#### Written problem
Rewrite the listing below with every "identify" replaced by "locate" and nothing else changed, and leave the pictures out.

START Given information

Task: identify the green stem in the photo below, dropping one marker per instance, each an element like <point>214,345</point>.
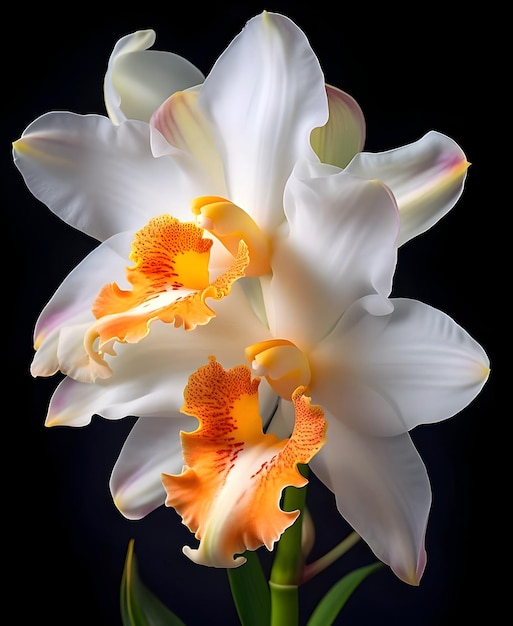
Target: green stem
<point>288,563</point>
<point>330,557</point>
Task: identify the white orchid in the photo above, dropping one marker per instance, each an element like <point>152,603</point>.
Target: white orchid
<point>293,233</point>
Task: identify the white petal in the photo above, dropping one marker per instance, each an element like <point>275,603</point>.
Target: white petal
<point>149,377</point>
<point>183,125</point>
<point>383,375</point>
<point>138,80</point>
<point>425,363</point>
<point>152,447</point>
<point>343,135</point>
<point>341,246</point>
<point>426,177</point>
<point>382,490</point>
<point>265,94</point>
<point>101,178</point>
<point>60,328</point>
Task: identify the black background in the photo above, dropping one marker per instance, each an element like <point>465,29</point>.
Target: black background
<point>410,73</point>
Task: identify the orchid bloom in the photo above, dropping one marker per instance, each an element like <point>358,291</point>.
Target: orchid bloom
<point>293,231</point>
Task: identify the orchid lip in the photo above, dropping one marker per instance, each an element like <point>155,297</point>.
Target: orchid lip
<point>282,363</point>
<point>230,224</point>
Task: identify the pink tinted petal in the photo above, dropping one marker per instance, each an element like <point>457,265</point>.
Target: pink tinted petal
<point>340,247</point>
<point>426,177</point>
<point>343,135</point>
<point>101,178</point>
<point>138,80</point>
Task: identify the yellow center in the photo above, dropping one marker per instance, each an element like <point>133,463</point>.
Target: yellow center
<point>229,223</point>
<point>282,363</point>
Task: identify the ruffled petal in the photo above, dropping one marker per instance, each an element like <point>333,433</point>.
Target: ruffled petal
<point>101,178</point>
<point>340,247</point>
<point>170,282</point>
<point>138,80</point>
<point>382,489</point>
<point>152,447</point>
<point>343,135</point>
<point>63,323</point>
<point>148,378</point>
<point>426,177</point>
<point>229,493</point>
<point>264,95</point>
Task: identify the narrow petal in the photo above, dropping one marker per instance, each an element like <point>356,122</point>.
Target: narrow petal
<point>148,378</point>
<point>101,178</point>
<point>138,80</point>
<point>152,447</point>
<point>382,489</point>
<point>426,177</point>
<point>264,95</point>
<point>340,247</point>
<point>229,494</point>
<point>343,135</point>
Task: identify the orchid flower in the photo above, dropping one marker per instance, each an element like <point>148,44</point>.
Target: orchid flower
<point>251,189</point>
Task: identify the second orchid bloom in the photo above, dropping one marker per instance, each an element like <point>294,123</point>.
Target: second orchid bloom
<point>259,228</point>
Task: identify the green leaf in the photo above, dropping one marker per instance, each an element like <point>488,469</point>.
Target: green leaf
<point>330,606</point>
<point>139,607</point>
<point>250,592</point>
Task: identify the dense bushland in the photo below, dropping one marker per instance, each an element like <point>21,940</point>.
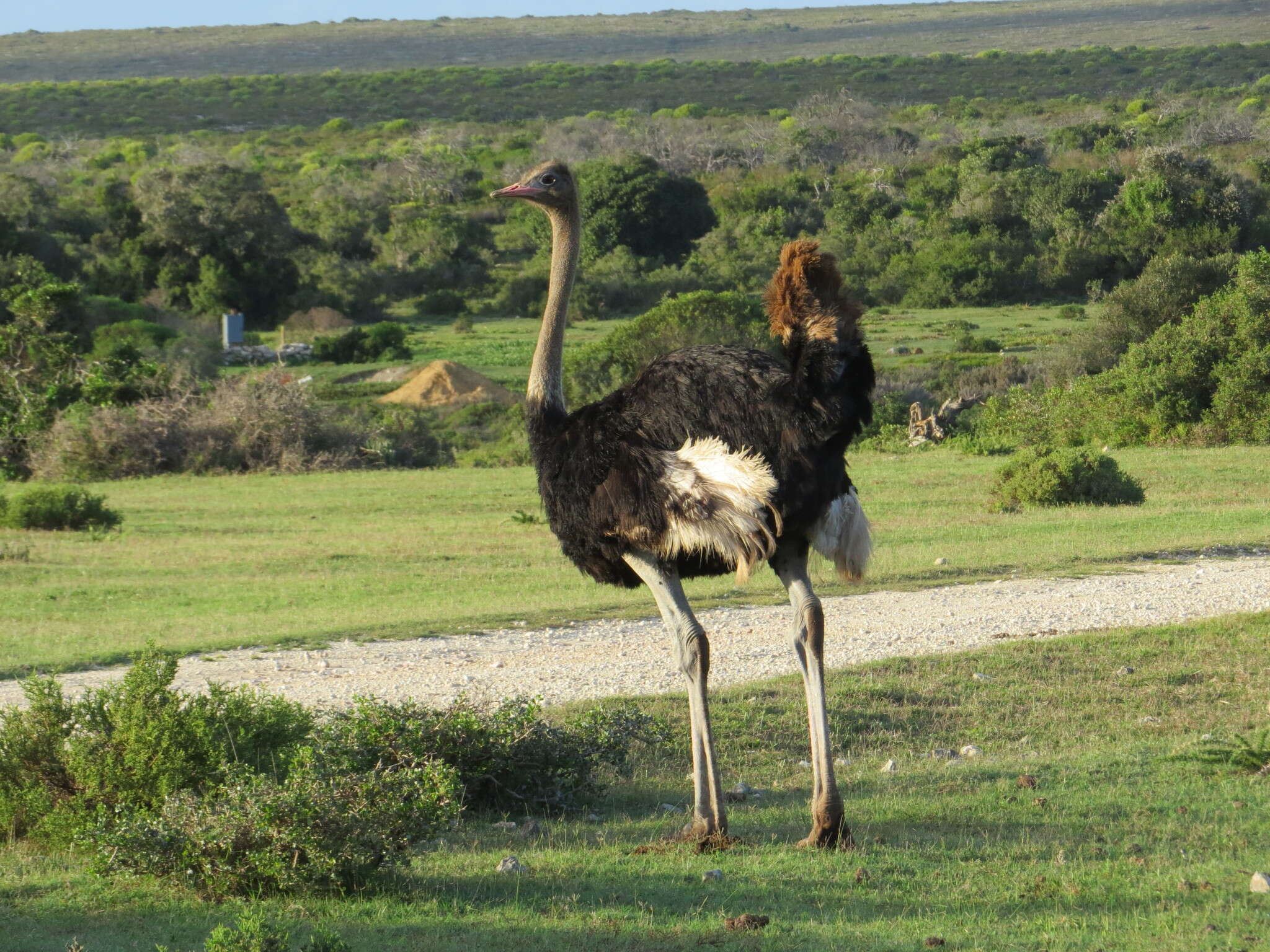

END Given information

#### Answer below
Task: locate the green stem in the photo below, dropping one marker per instance, each an element like <point>214,345</point>.
Target: green stem
<point>288,563</point>
<point>330,557</point>
Task: locate the white orchid in the photo above, dropping one marker per instance, each an element like <point>152,603</point>.
Target: white orchid
<point>293,233</point>
Task: locate the white petal in the photo above, dropping one marker per instance, each an element like <point>275,603</point>.
Target: white petal
<point>149,377</point>
<point>183,125</point>
<point>383,375</point>
<point>138,80</point>
<point>425,363</point>
<point>152,447</point>
<point>343,135</point>
<point>341,246</point>
<point>426,177</point>
<point>382,490</point>
<point>265,94</point>
<point>101,178</point>
<point>60,328</point>
Task: locate the black background in the photo above, dropping one marker per instance, each an element like <point>465,29</point>.
Target: black background
<point>410,73</point>
Task: locate the orchid bloom in the photo above, dropping one marker per instance, each an element like <point>358,291</point>.
Target: orchid bloom
<point>293,231</point>
Task: locate the orchid lip in the photo above, dropping one marker per instance, each an element like <point>155,297</point>.
Target: orchid lip
<point>282,363</point>
<point>230,224</point>
Task: locate the pink tinted petal in the photo above, dropping one marker per instance, each an element like <point>457,265</point>.
Target: pink tinted petal
<point>340,247</point>
<point>426,177</point>
<point>343,135</point>
<point>101,178</point>
<point>138,80</point>
Task: locate the yellow center in the photo above, dropping one marker per instance, each an element like <point>133,463</point>.
Target: yellow center
<point>229,223</point>
<point>282,363</point>
Task: locate the ruffled petal in the photo above, dropping one marker per instance, each an element like <point>333,433</point>.
Target: ruffled petal
<point>101,178</point>
<point>340,247</point>
<point>170,282</point>
<point>138,80</point>
<point>382,489</point>
<point>152,447</point>
<point>343,135</point>
<point>63,323</point>
<point>148,378</point>
<point>426,177</point>
<point>229,493</point>
<point>264,95</point>
Task: locate the narrow petal in the photo above, dropping one marker per instance, each an element like <point>356,122</point>.
Target: narrow petal
<point>148,378</point>
<point>101,178</point>
<point>138,80</point>
<point>152,447</point>
<point>382,489</point>
<point>426,177</point>
<point>264,95</point>
<point>340,247</point>
<point>229,494</point>
<point>343,135</point>
Task: locate the orchid flower in the photo above, dropping one marker per instance, each an element like <point>148,44</point>.
Target: orchid flower
<point>251,189</point>
Task: locate the second orchid bloom in the photo above, dropping one marker per instance, each an element like <point>294,123</point>.
Target: second orchid bloom
<point>259,228</point>
Task: locate the green leaf in the photo above, dropping one marker per instance, each an element like <point>488,469</point>.
Target: green leaf
<point>330,606</point>
<point>139,607</point>
<point>250,592</point>
Task: locate the dense bushland in the photo below, dropping one marker per instance, each an element like <point>21,940</point>.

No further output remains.